# DOCUMENT SECTION:
■ ■ ■ ■

The probability of this error can be configured through the `p_error` and `global_p_error` configuration options. The difference between these two options is that, `p_error` is for individual TLUs but `global_p_error` is for the whole circuit.
Here is an example, if you set `p_error` to `0.01`, it means every TLU in the circuit will have a 1% chance of not being exact and 99% chance of being exact. If you have a single TLU in the circuit, `global_p_error` would be 1% as well. But if you have 2 TLUs for example, `global_p_error` would be almost 2% (`1 - (0.99 * 0.99)`).
However, if you set `global_p_error` to `0.01`, the whole circuit will have 1% probability of being not exact, no matter how many table lookups are there.
If you set both of them, both will be satisfied. Essentially, the stricter one will be used.

■ ■ ■ ■

# SHORT EXERCISE 1:
Quote the passage on error probability settings, starting at "Here is an example, if" and ending at "lookups are there.".

# GIVEN DATA:
■ ■ ■ ■

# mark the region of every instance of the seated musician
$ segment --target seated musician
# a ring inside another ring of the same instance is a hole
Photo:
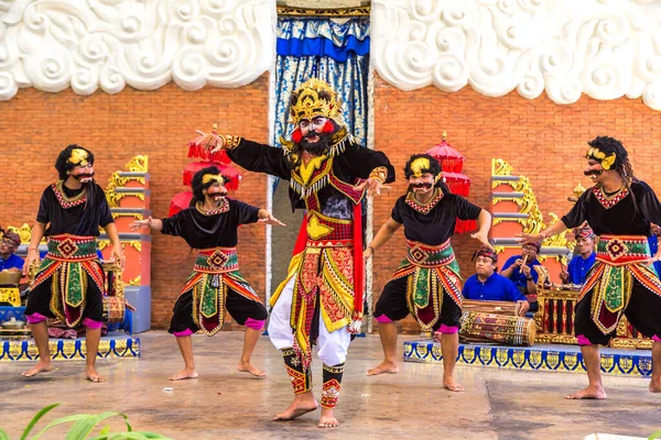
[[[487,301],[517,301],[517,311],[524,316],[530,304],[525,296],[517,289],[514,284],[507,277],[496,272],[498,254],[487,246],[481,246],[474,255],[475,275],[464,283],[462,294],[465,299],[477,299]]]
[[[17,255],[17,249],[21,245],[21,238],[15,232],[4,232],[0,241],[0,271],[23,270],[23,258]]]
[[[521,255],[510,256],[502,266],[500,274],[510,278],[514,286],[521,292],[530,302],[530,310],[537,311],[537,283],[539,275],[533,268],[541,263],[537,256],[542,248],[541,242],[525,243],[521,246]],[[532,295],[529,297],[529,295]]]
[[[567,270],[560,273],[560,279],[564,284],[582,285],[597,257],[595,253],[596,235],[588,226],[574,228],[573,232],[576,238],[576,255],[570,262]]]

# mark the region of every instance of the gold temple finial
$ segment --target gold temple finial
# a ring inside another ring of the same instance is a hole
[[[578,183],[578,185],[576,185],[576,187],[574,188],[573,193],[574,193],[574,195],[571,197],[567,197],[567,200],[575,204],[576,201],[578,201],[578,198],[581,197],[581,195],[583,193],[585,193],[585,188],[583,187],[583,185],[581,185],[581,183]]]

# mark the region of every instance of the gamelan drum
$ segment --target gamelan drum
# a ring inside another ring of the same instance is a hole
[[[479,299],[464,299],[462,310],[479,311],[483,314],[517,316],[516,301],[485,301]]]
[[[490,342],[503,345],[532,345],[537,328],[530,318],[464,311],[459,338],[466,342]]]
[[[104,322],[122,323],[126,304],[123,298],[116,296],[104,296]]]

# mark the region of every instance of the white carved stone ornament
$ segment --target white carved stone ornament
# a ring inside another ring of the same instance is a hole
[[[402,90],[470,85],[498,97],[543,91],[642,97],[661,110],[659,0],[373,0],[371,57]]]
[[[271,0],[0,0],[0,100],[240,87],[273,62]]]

■ ■ ■ ■

# SHORT EXERCISE 2:
In the records, take the lines starting at the one containing "# mark the region of every instance of the gamelan" and ending at the one containing "[[[104,322],[122,323],[126,304],[123,298],[116,296],[104,296]]]", and present them as a numbered list, skipping any blank lines.

# CORRECT RESULT 1:
Here is an example, if you set `p_error` to `0.01`, it means every TLU in the circuit will have a 1% chance of not being exact and 99% chance of being exact. If you have a single TLU in the circuit, `global_p_error` would be 1% as well. But if you have 2 TLUs for example, `global_p_error` would be almost 2% (`1 - (0.99 * 0.99)`).
However, if you set `global_p_error` to `0.01`, the whole circuit will have 1% probability of being not exact, no matter how many table lookups are there.

# CORRECT RESULT 2:
1. # mark the region of every instance of the gamelan drum
2. $ segment --target gamelan drum
3. # a ring inside another ring of the same instance is a hole
4. [[[479,299],[464,299],[462,310],[479,311],[483,314],[517,316],[516,301],[485,301]]]
5. [[[490,342],[503,345],[532,345],[537,328],[530,318],[464,311],[459,338],[466,342]]]
6. [[[104,322],[122,323],[126,304],[123,298],[116,296],[104,296]]]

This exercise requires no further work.